Copy each line of the records that includes "lips".

MATERIAL FOR THIS EXERCISE: Begin

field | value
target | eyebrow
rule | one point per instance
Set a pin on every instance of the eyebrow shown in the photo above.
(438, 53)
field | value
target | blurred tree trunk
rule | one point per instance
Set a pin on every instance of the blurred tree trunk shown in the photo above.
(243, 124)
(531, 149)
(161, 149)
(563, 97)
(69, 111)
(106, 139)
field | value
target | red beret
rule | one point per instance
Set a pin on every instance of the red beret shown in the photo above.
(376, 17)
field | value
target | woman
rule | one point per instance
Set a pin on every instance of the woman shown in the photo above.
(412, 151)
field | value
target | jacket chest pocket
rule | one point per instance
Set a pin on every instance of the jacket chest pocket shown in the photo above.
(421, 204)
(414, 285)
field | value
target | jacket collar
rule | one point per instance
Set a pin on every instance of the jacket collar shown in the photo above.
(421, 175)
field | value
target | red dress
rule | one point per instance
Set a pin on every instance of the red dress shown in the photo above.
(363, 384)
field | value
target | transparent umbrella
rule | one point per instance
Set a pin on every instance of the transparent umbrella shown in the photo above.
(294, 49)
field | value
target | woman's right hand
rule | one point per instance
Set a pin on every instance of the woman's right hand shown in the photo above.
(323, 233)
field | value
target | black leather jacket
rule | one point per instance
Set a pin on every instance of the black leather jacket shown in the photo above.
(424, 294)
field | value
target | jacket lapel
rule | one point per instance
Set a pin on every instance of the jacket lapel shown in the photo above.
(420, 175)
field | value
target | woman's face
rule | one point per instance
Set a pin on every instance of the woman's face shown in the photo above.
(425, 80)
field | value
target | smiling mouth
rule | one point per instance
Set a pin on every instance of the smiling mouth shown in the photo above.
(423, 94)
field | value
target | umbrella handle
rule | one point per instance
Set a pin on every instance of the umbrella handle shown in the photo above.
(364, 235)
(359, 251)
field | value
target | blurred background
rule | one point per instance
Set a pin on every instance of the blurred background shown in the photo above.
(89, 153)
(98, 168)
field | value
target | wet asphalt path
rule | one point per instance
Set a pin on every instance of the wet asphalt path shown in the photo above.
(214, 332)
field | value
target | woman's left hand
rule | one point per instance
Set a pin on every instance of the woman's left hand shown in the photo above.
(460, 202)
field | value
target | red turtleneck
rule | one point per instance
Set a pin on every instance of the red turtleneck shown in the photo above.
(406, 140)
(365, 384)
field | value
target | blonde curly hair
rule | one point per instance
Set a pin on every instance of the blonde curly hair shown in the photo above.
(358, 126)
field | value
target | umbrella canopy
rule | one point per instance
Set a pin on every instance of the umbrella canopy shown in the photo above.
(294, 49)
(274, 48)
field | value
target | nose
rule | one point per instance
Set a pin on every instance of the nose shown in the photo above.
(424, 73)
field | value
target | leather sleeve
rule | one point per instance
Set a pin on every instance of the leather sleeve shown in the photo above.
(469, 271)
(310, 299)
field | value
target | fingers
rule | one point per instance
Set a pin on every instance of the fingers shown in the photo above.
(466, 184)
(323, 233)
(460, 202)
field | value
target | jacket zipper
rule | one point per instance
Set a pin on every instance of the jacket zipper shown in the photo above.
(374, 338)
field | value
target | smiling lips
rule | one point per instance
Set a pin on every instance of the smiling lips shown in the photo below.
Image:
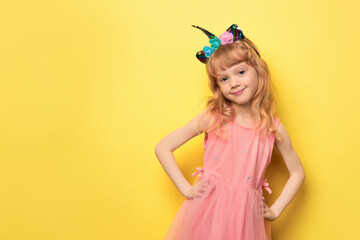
(238, 92)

MATERIAL FOR THIS EXERCISE: End

§ **EXERCISE RESULT**:
target | smiling lips
Set a pin on every instance of the smiling lips shown in the photo below.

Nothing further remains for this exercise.